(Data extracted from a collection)
********************

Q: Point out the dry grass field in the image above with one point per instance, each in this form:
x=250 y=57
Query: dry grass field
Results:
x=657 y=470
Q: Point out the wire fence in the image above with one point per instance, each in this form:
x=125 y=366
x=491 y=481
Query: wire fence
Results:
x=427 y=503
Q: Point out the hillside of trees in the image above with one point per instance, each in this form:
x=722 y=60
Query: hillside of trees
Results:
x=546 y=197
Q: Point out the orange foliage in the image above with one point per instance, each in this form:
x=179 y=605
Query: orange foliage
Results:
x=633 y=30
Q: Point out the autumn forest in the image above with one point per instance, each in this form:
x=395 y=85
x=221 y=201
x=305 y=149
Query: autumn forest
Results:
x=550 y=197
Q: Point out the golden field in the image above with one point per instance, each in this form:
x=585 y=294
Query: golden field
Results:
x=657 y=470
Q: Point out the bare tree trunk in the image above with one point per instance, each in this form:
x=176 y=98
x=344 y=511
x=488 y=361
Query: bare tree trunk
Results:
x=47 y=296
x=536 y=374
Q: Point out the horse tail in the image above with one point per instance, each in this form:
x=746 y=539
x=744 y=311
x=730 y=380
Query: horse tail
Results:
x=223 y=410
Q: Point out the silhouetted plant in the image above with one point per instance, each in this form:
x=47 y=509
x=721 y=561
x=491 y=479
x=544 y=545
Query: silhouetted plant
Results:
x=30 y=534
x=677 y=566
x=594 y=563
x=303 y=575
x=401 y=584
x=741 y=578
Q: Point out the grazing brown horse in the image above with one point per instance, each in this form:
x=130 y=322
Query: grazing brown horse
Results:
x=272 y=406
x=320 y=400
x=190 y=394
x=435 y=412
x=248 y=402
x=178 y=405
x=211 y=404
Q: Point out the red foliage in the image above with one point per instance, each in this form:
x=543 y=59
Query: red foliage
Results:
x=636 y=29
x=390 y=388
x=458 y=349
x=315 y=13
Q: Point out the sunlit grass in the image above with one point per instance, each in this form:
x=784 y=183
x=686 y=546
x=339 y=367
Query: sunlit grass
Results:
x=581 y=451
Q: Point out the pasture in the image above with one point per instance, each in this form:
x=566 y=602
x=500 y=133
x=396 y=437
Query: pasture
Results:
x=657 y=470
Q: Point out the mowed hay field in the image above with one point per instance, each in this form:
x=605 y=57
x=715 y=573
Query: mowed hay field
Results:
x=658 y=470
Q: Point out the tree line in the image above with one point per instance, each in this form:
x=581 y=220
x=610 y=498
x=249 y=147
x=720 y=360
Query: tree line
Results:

********************

THE REQUEST
Reproduce the records, starting with the line that contains "Q: Point out the red" and going on through the end of the records, and add 73 to each x and y coordinate listed under the results. Leave every other line unchanged.

TASK ANSWER
Q: Point out the red foliage in the image above with one point per instance, each in this form:
x=543 y=59
Query: red foliage
Results:
x=709 y=102
x=463 y=461
x=531 y=422
x=388 y=86
Q: Point out the sunlit grass in the image above with one point per instance, each in this form:
x=784 y=183
x=686 y=546
x=339 y=367
Query: sunlit grass
Results:
x=654 y=524
Q: Point out the pasture in the image above with one point per instance, each in this form:
x=566 y=602
x=500 y=133
x=396 y=437
Query: pasture
Results:
x=730 y=543
Q: Point out the mowed hay field in the image above with one point per instance, each in this form:
x=605 y=57
x=715 y=573
Query: mowed hay field
Results:
x=731 y=543
Q: Point out the tree line in the image above with one point per instance, each in this form:
x=581 y=220
x=610 y=498
x=249 y=147
x=720 y=360
Query: tree line
Results:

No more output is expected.